• **WORK INSTRUCTIONS**: Return nothing but the lines from the line with "Please mark the silver metal" through the last line of the entries that follow, copied exactly and free of pictures.

* * *

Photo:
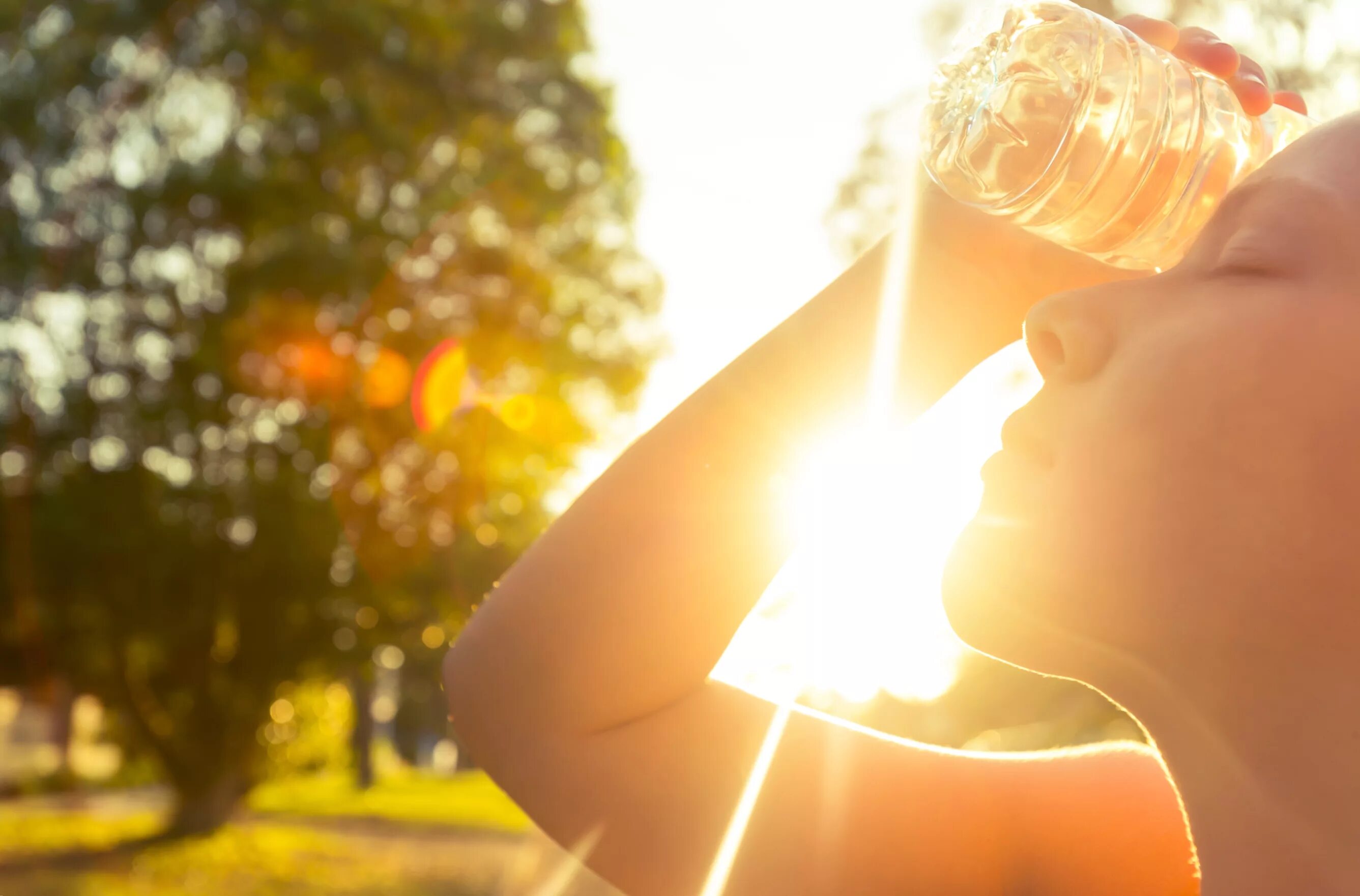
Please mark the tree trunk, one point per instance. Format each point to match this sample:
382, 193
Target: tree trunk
361, 736
203, 807
63, 701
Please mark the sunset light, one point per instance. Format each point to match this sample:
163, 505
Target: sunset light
857, 610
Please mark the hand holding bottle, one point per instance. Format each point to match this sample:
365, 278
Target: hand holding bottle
1116, 142
1204, 49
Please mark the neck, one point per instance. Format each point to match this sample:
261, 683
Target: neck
1266, 769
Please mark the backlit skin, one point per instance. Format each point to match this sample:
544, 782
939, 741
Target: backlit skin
1169, 523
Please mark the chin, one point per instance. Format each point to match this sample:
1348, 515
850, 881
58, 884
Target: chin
996, 594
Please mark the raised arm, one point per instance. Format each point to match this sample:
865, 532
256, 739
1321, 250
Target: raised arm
581, 685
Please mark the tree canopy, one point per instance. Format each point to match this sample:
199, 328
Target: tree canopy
235, 235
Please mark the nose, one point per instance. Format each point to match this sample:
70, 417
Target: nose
1069, 336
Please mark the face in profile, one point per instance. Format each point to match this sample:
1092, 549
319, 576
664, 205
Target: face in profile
1185, 490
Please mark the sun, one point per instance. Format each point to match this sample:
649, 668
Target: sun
876, 507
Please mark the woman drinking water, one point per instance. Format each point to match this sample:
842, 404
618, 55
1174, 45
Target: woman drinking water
1173, 520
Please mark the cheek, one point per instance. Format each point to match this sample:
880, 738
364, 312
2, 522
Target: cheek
1219, 453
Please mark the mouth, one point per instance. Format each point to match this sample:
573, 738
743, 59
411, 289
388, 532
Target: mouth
1014, 477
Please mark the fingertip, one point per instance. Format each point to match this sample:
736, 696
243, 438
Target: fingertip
1213, 56
1290, 100
1253, 94
1156, 32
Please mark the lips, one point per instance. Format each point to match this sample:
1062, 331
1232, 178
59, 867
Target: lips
1021, 437
1015, 475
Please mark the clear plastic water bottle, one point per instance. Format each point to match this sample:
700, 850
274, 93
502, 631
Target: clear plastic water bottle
1079, 131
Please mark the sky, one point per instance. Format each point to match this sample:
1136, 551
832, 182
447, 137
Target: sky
743, 116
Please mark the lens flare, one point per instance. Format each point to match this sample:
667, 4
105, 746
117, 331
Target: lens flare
443, 386
387, 380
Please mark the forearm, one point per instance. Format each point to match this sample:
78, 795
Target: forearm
629, 600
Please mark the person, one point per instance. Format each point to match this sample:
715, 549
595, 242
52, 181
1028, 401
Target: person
1171, 521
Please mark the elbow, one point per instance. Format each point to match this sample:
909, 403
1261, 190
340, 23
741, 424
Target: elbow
464, 701
459, 673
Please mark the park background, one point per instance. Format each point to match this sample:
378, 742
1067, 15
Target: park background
237, 238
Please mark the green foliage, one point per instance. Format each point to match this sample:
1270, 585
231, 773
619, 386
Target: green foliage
229, 230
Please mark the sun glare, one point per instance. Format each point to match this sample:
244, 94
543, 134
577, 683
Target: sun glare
856, 612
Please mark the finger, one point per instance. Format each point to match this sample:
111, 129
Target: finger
1250, 87
1290, 100
1203, 48
1156, 32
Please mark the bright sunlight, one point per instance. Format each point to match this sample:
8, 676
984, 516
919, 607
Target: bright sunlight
857, 610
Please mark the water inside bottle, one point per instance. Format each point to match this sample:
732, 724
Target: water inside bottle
1088, 136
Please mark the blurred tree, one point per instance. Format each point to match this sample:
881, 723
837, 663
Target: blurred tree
229, 233
1312, 47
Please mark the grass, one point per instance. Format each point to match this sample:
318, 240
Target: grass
259, 860
278, 849
467, 800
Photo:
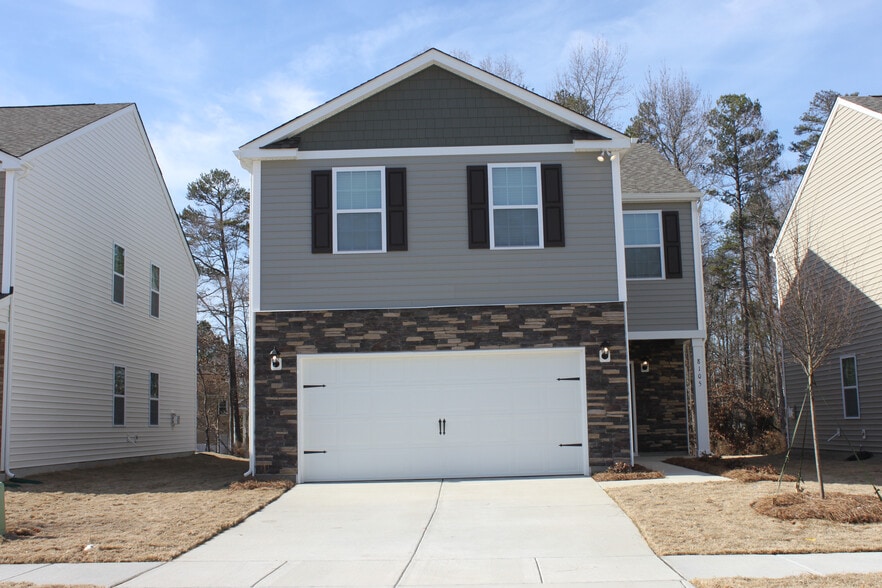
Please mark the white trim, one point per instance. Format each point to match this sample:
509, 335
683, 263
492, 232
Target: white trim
653, 335
254, 244
699, 267
699, 375
857, 387
464, 304
619, 223
251, 155
537, 207
634, 198
7, 276
661, 247
9, 162
434, 57
381, 210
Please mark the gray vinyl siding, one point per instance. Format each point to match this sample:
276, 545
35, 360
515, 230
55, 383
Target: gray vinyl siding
670, 304
838, 218
434, 108
438, 269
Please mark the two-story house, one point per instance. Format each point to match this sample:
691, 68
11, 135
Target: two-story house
97, 295
455, 277
831, 237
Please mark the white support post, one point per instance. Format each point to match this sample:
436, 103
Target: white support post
702, 428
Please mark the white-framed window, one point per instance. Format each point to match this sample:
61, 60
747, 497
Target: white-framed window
154, 291
359, 209
119, 274
515, 206
119, 396
644, 259
851, 400
154, 400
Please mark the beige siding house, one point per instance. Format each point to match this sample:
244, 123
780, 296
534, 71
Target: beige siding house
98, 310
835, 223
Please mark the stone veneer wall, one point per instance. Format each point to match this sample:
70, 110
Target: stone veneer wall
433, 329
660, 396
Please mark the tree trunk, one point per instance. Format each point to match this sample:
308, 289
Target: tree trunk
815, 443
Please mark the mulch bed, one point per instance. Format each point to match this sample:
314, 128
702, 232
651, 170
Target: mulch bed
733, 468
836, 507
623, 471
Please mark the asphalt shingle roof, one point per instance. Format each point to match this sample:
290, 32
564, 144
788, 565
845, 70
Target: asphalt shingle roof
25, 128
646, 171
871, 102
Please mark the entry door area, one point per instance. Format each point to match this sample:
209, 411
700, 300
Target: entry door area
388, 416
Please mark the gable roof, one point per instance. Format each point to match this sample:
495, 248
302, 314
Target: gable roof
26, 128
868, 106
646, 171
281, 136
871, 102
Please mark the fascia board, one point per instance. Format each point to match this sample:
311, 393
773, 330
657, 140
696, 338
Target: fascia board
9, 162
634, 198
465, 70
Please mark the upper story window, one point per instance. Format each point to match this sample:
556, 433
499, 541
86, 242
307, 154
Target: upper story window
119, 396
154, 291
515, 206
119, 274
851, 401
359, 210
643, 245
154, 400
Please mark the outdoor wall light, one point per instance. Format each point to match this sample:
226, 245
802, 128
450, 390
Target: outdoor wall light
275, 360
604, 354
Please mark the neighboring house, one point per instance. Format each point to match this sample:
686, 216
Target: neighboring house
98, 308
834, 226
439, 286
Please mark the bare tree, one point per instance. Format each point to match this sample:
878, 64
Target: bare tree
504, 67
671, 115
811, 327
216, 226
593, 83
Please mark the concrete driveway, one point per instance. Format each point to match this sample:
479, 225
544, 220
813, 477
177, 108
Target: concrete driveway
563, 531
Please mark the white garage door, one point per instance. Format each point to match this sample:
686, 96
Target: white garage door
387, 416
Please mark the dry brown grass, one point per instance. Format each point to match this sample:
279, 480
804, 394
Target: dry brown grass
717, 517
803, 581
624, 471
144, 511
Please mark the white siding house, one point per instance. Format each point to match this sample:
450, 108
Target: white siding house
99, 309
835, 225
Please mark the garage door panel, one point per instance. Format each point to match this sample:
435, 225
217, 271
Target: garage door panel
449, 414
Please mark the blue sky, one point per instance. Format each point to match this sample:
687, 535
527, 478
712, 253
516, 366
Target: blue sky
210, 75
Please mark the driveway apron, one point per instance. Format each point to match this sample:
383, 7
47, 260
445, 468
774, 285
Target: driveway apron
427, 533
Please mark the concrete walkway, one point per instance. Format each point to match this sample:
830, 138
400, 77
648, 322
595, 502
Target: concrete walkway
555, 531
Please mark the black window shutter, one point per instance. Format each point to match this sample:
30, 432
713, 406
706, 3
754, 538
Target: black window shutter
396, 209
552, 204
479, 207
671, 235
322, 221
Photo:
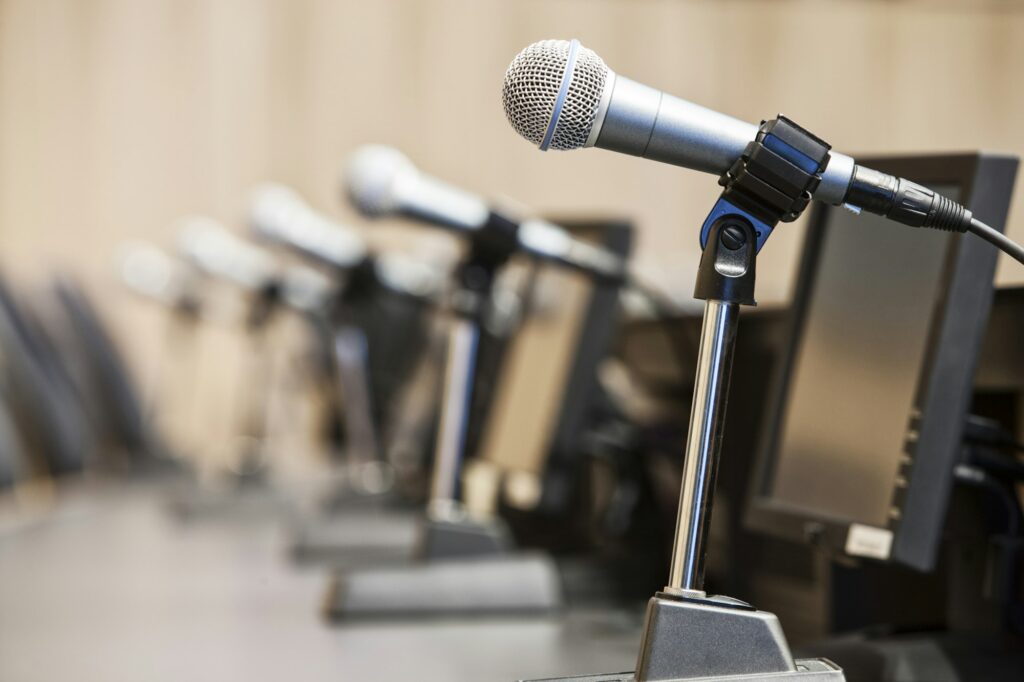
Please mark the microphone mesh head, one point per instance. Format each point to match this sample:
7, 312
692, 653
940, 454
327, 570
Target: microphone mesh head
372, 175
531, 86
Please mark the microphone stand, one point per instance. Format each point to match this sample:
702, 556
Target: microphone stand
688, 634
465, 564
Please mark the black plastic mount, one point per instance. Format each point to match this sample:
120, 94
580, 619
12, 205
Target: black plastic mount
489, 248
772, 181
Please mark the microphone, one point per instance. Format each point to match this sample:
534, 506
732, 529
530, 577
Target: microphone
214, 250
381, 181
561, 95
154, 273
279, 215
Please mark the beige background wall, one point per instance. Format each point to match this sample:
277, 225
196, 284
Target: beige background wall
118, 116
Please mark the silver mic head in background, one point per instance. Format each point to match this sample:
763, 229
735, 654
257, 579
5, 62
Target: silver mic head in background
381, 182
560, 95
151, 271
214, 250
555, 93
374, 177
280, 215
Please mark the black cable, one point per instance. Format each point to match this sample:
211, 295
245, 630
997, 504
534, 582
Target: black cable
996, 238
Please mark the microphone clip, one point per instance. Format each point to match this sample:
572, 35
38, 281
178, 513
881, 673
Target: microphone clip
772, 180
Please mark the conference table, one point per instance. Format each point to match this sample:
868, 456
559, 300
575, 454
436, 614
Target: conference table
109, 586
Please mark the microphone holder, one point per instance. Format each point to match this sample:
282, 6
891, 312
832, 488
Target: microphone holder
688, 634
465, 564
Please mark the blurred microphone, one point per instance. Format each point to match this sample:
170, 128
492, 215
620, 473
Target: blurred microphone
279, 215
151, 271
214, 250
560, 95
381, 181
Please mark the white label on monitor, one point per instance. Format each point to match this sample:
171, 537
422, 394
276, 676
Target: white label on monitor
868, 541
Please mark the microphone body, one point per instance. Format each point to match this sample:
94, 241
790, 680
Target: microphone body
558, 94
641, 121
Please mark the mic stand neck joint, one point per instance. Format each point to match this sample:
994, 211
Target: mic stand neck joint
772, 181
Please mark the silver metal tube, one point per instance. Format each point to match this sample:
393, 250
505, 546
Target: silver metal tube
704, 441
350, 355
460, 365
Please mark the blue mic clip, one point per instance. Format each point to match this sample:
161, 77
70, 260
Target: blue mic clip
772, 180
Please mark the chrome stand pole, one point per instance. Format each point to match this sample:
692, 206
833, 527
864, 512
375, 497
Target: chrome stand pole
704, 442
451, 443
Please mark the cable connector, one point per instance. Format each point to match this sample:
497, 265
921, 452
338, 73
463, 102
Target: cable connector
905, 202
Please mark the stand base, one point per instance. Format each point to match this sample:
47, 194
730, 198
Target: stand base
463, 538
716, 639
356, 538
509, 585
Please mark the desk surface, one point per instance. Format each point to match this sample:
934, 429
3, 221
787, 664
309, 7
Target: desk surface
111, 587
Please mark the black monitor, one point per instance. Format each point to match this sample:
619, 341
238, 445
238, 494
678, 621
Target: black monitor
863, 426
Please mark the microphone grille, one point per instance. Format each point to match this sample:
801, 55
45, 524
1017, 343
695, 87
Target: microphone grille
372, 176
534, 85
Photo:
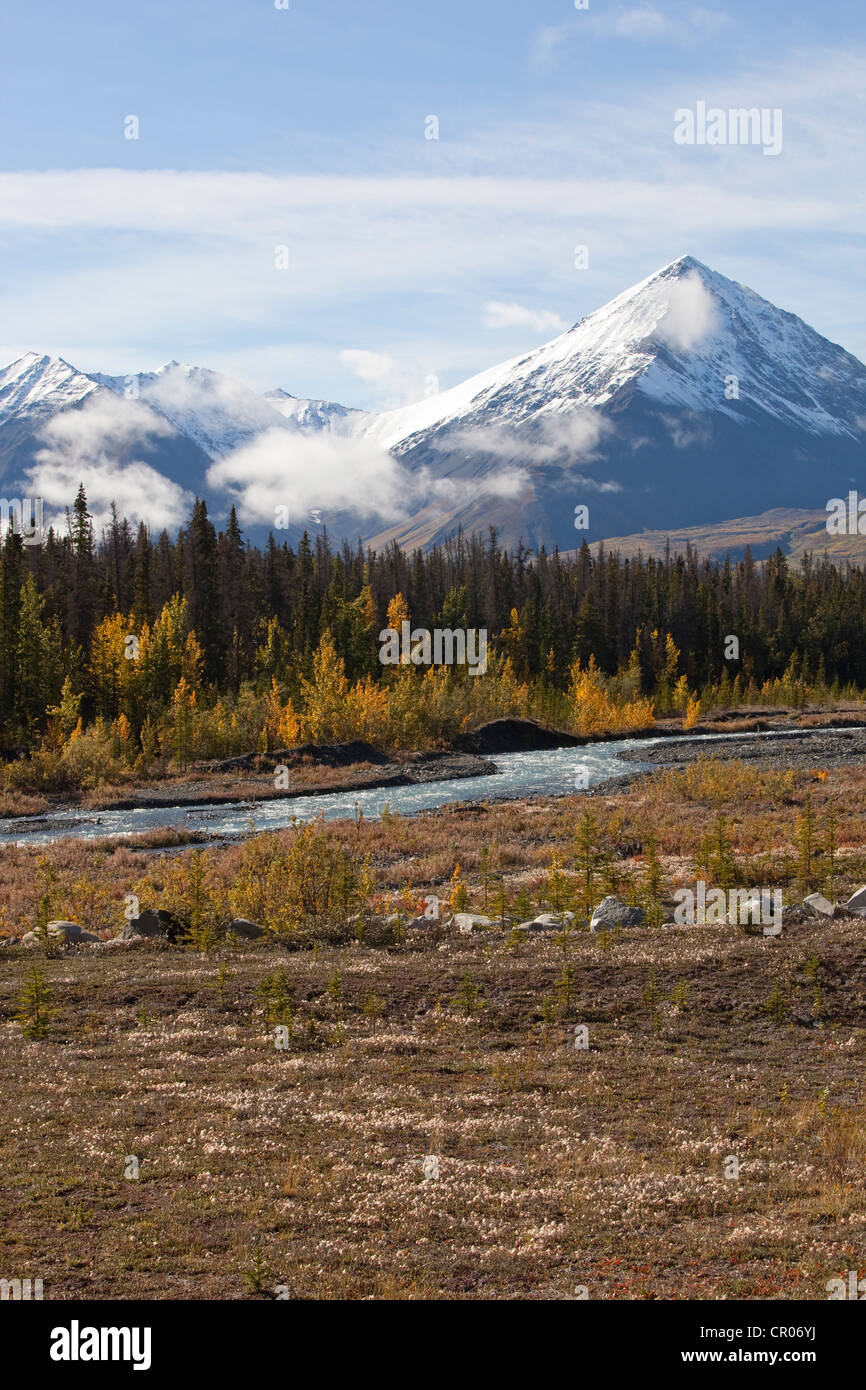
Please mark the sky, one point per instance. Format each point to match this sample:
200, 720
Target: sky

* * *

• **OUTPUT FOR THIS EXERCISE**:
Please mark the silver metal tube, one point per instance. Format each point to match this sample:
393, 250
505, 546
Target: silver metal tube
704, 441
350, 355
460, 365
Please mark the blue mic clip, one point per instance. Format each point to match this sample:
161, 77
70, 260
Target: blue mic clip
772, 180
Please mark the chrome stand pole, one point per instance. Format each point to match this sample:
692, 206
833, 527
864, 512
375, 497
Target: chrome stand pole
704, 442
451, 443
Please mark the cable connector, one point per instance. Format each point to match this sample:
497, 265
921, 452
338, 73
463, 102
Target: cable connector
905, 202
Please mark the stand base, one point per instance. Format each point to match this sample:
47, 194
730, 198
Target: stand base
463, 538
716, 639
356, 538
509, 585
Please mark the desk surface, one point per instance. Format each point to match this sample:
934, 429
3, 221
787, 664
309, 7
Target: desk surface
111, 587
Please mark the black monitor, one point per instance. Format each point to match this sample:
619, 341
238, 445
238, 494
678, 621
Target: black monitor
863, 426
Please mark the microphone grille, one point per instance. Format each point to match this sample:
801, 55
45, 524
1017, 343
695, 87
Target: microphone grille
372, 176
534, 85
Photo:
Please mark the sky, one point per instance. Format each point to match this sample:
200, 720
Target: sky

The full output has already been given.